_Problem requirements_
Turn every line of the listing below into a JSON list of strings, one string per line, skipping blank lines and leaving out the pictures.
** BEGIN Supplied records **
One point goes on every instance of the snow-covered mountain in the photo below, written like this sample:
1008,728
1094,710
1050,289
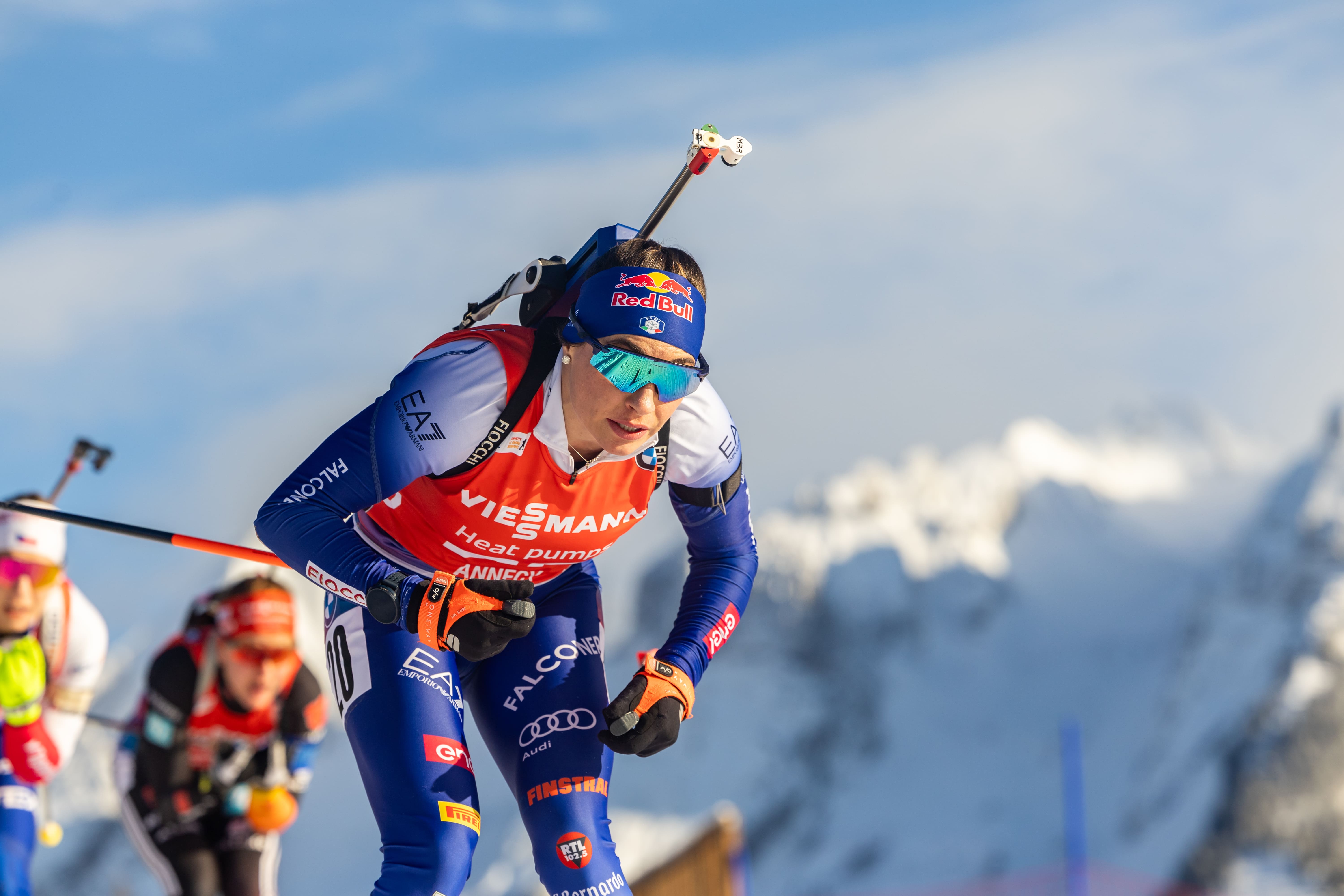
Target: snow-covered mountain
886,717
888,713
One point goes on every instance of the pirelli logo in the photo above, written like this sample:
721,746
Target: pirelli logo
460,815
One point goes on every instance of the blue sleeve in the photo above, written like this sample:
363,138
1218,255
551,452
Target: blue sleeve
390,444
724,563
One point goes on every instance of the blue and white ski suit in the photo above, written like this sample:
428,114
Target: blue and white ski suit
540,703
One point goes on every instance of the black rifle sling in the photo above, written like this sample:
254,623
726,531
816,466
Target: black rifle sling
546,347
714,496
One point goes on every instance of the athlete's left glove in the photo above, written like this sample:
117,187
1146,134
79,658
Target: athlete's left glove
24,680
647,717
475,618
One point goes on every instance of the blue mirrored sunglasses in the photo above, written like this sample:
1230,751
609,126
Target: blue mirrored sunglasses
630,371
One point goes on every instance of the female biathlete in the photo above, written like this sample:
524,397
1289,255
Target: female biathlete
431,514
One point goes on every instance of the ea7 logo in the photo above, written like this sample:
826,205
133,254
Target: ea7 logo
448,752
722,631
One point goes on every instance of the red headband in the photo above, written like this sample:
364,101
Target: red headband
271,612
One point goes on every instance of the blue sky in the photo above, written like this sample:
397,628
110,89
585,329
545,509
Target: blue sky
224,226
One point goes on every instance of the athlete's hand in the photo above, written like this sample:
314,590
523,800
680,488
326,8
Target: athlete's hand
647,715
272,809
475,618
24,680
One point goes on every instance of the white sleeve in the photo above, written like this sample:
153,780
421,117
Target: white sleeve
705,449
71,694
437,412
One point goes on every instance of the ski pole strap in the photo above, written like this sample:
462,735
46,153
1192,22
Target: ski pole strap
447,601
665,680
546,349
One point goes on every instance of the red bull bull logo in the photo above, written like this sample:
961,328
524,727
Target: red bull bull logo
657,281
657,303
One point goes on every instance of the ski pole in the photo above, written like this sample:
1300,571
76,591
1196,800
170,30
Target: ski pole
205,546
76,464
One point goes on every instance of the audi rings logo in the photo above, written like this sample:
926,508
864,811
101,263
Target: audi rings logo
556,722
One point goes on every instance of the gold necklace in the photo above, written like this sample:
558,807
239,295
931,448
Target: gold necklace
587,461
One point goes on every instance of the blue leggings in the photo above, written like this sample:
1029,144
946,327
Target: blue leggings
538,706
18,832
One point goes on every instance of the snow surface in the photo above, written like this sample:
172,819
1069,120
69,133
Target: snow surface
888,714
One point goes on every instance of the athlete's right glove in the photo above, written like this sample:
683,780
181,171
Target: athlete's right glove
647,715
24,680
475,618
272,809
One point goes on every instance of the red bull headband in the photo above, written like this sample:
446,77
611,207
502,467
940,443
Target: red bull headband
642,302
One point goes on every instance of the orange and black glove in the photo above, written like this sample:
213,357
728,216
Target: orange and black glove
272,809
475,618
647,717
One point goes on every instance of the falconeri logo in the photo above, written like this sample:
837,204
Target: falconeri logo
575,850
579,719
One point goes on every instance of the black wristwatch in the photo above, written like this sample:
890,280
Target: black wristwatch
384,600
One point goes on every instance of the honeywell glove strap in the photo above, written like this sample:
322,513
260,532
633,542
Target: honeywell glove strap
646,718
475,618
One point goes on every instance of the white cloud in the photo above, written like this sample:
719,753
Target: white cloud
325,101
565,17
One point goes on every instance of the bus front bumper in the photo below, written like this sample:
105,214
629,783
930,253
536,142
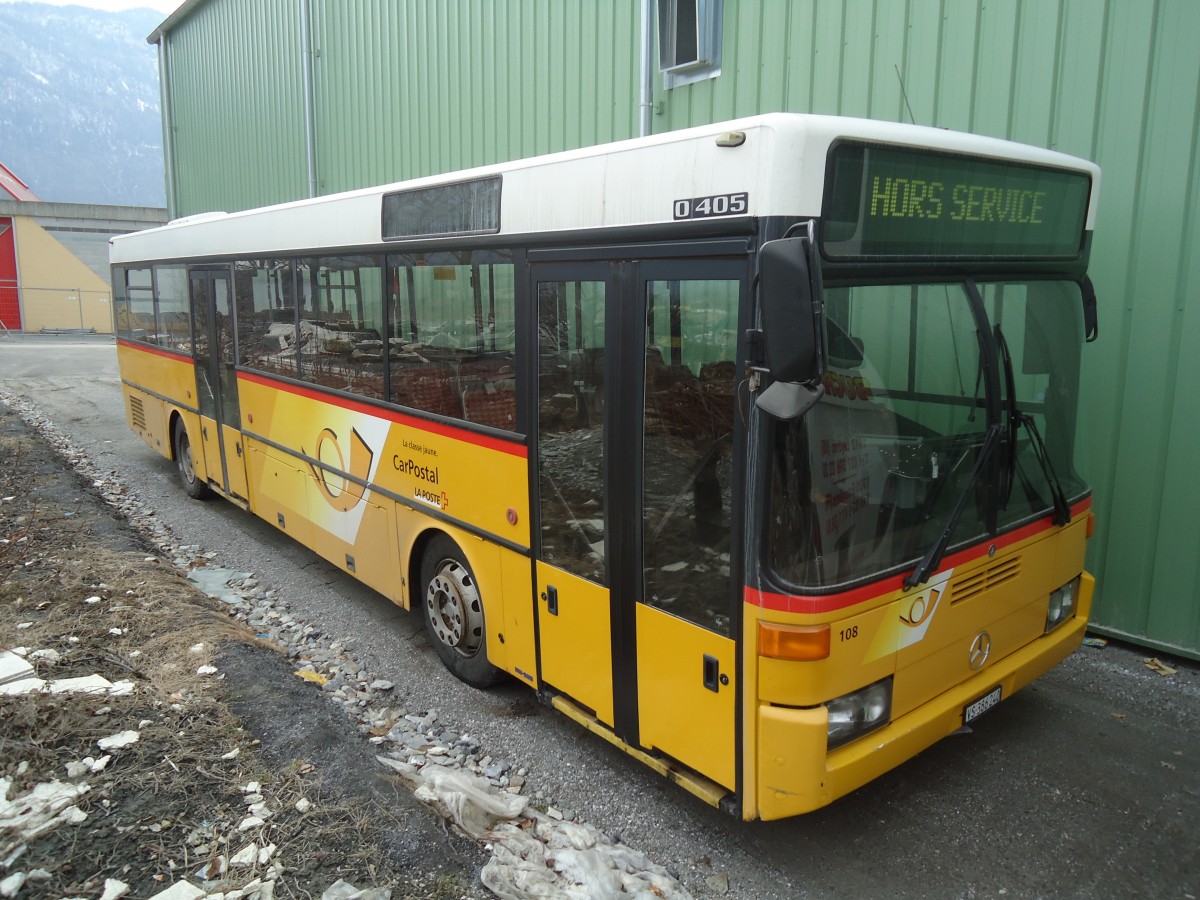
** END Supplied records **
_The solution_
[
  "One point goes on every instance of the snow-covered mountain in the photo below, written like this sample:",
  "1008,728",
  "1094,710",
  "1050,289",
  "Target: snow-covered mountain",
  "886,717",
  "888,713",
  "One point goes on every instance of the pirelli logo in the photo above, written like this sample:",
  "721,746",
  "Target: pirelli logo",
  "460,815",
  "One point goes on every instance of the blue sleeve in the photo above, written like this sample:",
  "363,138",
  "1218,255",
  "551,452",
  "Target: blue sleeve",
  "390,444",
  "724,563",
  "One point goes on every instance of the blue and white ski suit in the photo above, written like this sample:",
  "428,114",
  "Target: blue and white ski suit",
  "540,703",
  "One point goes on every instance of the black rifle sling in the photo above, written like this sample:",
  "254,623",
  "726,531",
  "816,466",
  "Target: black rifle sling",
  "546,347",
  "714,496",
  "One point goes on every instance of the athlete's left glove in the photo above, written like this sample:",
  "117,187",
  "1146,134",
  "79,658",
  "Target: athlete's left glove",
  "24,680",
  "647,717",
  "475,618",
  "One point goes on every instance of the blue mirrored sunglasses in the photo above, written like this sample:",
  "1230,751",
  "609,126",
  "Target: blue mirrored sunglasses",
  "630,371",
  "One point goes on every instance of the female biathlete in the photo above, written like this sample:",
  "524,397",
  "1289,255",
  "Target: female biathlete",
  "431,514",
  "One point goes on every instance of the ea7 logo in the photo above, written like this sample:",
  "826,205",
  "133,254",
  "Target: ea7 logo",
  "448,752",
  "722,631",
  "One point goes on every instance of the red headband in the photo above, written like this sample:",
  "364,101",
  "Target: red headband",
  "271,612",
  "One point goes on every instance of the blue sky in the photo above, written like this sample:",
  "397,628",
  "110,89",
  "585,329",
  "545,509",
  "Target: blue sky",
  "224,226",
  "One point goes on every instance of the athlete's hand in the photo above, written like this sample:",
  "314,590",
  "523,800",
  "680,488",
  "326,8",
  "Target: athlete's hand",
  "647,715",
  "272,809",
  "475,618",
  "24,680",
  "One point goes on every instance of the white sleeve in the photo above, written like this sample:",
  "153,780",
  "421,117",
  "Target: white sleeve",
  "705,449",
  "71,694",
  "437,412",
  "One point goes on every instance of the ski pole strap in the photo above, written like this sample:",
  "462,735",
  "46,153",
  "1192,22",
  "Target: ski pole strap",
  "447,601",
  "665,680",
  "546,349",
  "One point goes on every instance of the red bull bull logo in the photo above, written like this sample:",
  "961,328",
  "524,727",
  "Target: red bull bull logo",
  "657,281",
  "657,303",
  "One point goes on every instance of the ski pole in the photo above, written like this sample:",
  "1300,571",
  "76,591",
  "1196,800",
  "170,30",
  "Target: ski pole",
  "205,546",
  "76,464",
  "One point goes on every instance of the audi rings logo in the photo above, written like this sample:",
  "926,508",
  "864,811",
  "101,263",
  "Target: audi rings logo",
  "556,722",
  "One point goes on every instance of the gold necklace in the photo above, written like this sample:",
  "558,807",
  "239,295",
  "931,448",
  "Target: gold necklace",
  "587,461",
  "One point goes on every instance of the blue leggings in the photo above, written like this sample:",
  "1029,144",
  "946,327",
  "Target: blue leggings",
  "538,706",
  "18,832",
  "One point goes on every instance of the snow surface in the photo above, written like this sample:",
  "172,819",
  "1069,120",
  "69,133",
  "Target: snow surface",
  "888,714",
  "One point goes on every instance of the athlete's right glove in the photo above, written like this sample:",
  "683,780",
  "181,171",
  "Target: athlete's right glove",
  "647,715",
  "24,680",
  "475,618",
  "272,809",
  "One point goes on every instance of the red bull headband in the photo above, written like this sample:",
  "446,77",
  "611,207",
  "502,467",
  "940,443",
  "Target: red bull headband",
  "642,302",
  "One point goes on every instance of the orange and black glove in the photo above, written like this sample:",
  "213,357",
  "728,216",
  "Target: orange and black glove",
  "272,809",
  "475,618",
  "647,717",
  "One point goes on every instance of the falconeri logo in the photo above, written like this sample:",
  "837,204",
  "Target: falconeri logo",
  "575,850",
  "579,719",
  "One point goes on every instance of the black wristwatch in the photo above, written like this sample:",
  "890,280",
  "Target: black wristwatch",
  "384,600",
  "One point goes on every instance of the honeywell glove strap in the photo above, written like this sample:",
  "322,513",
  "260,532",
  "633,542",
  "Target: honeywell glove strap",
  "646,718",
  "475,618",
  "One point goes on every instance of the white cloud in the photo above, written like this sample:",
  "719,753",
  "Target: white cloud",
  "325,101",
  "565,17",
  "One point goes on every instance of the bus front bumper in the photo below, written like this sample:",
  "105,214",
  "629,783",
  "930,253",
  "536,142"
]